Requests:
- a) Determine whether each statement agrees with the article on the European Union's climate role after the 2016 US election, answering yes or no for each and quoting the deciding words of the article: (i) Mohamed Adow said the EU should replace the US as the world's chief climate diplomat; (ii) the EU drove the Kyoto Protocol after the US walked away in 2005; (iii) in recent years America and China have taken up little of the running.
- b) Resume the article on the European Union's climate role after the 2016 US election, writing onward from its final sentence.

Extract:

■ ■ ■ ■ ■ ■ ■

10 November 2016
The election of Donald Trump as the next President of the United States has opened the door for the European Union to reassure the world that that the global low carbon transition is unstoppable.
The EU needs to up its game at COP22, recognise the need to raise ambition and build a new EU-Sino relationship to save the planet.
Christian Aid’s International Climate Lead, Mohamed Adow, said the EU should replace the US as the world’s chief climate diplomat.
“Donald Trump’s election will likely alter America’s diplomatic bandwidth on climate,” he said. “This opens up space for the EU to forge a new relationship with China and build on the global political momentum of the Paris Agreement. But it needs to lead from the front.
“For many years the EU was the world’s primary environmental champion. It singularly drove the Kyoto Protocol after the US walked away in 2001 and has been at the forefront of renewable energy deployment. In recent years it has seen America and China take up much of the running.

■ ■ ■ ■ ■ ■ ■

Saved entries
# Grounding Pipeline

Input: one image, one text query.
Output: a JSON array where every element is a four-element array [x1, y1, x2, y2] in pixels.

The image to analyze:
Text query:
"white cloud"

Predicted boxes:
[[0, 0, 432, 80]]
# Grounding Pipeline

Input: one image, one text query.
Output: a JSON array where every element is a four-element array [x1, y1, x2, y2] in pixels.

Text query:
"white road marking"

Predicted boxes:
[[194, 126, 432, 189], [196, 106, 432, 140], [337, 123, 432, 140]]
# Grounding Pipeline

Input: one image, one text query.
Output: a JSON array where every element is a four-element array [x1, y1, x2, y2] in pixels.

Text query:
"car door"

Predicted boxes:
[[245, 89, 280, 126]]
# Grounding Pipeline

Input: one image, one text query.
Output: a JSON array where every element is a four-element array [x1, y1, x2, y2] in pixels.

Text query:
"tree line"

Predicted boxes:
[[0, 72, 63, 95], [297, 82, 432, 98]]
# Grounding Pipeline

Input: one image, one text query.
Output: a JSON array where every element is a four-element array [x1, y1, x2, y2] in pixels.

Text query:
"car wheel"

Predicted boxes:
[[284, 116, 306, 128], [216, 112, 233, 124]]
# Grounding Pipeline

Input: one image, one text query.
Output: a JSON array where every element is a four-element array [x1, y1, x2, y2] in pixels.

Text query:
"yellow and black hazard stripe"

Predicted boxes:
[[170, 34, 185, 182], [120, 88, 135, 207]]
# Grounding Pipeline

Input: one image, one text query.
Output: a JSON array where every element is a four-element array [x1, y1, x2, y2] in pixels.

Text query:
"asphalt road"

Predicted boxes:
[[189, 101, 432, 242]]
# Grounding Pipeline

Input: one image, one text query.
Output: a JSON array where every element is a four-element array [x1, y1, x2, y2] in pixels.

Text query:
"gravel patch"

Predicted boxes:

■ ■ ■ ■ ■ ■ ■

Task results:
- a)
(i) Yes: "said the EU should replace the US as the world’s chief climate diplomat."
(ii) No: "It singularly drove the Kyoto Protocol after the US walked away in 2001"
(iii) No: "In recent years it has seen America and China take up much of the running."

- b)
“At COP 22 we have not yet seen the EU pushing for the delivery of the 1.5C target that its member states strongly supported in Paris, and it is not yet offering to go the extra mile to deliver a 1.5C world. But now is its moment.
“The world needs it to step up at this crucial time and deliver the goals that it worked so hard to enshrine in the Paris Agreement. The signs are already there. Although it was Presidents Obama and Xi that got most of the credit, it was the EU that was the first to put forward its emissions reduction plans for the Paris Agreement.
“Like an old superhero who comes out of retirement to save the day, we need the EU to dust off its climate cape and help save the planet.”
Mr Adow added: “It is too soon to accept US climate action will stop, there are numerous forces within the United States, including states, cities and business, working hard to ensure America retains its leadership. But with its experience of European integration and collaboration and its proud history on climate action, the EU can be the glue that binds the world together and reinforce the international consensus that climate change is a global priority.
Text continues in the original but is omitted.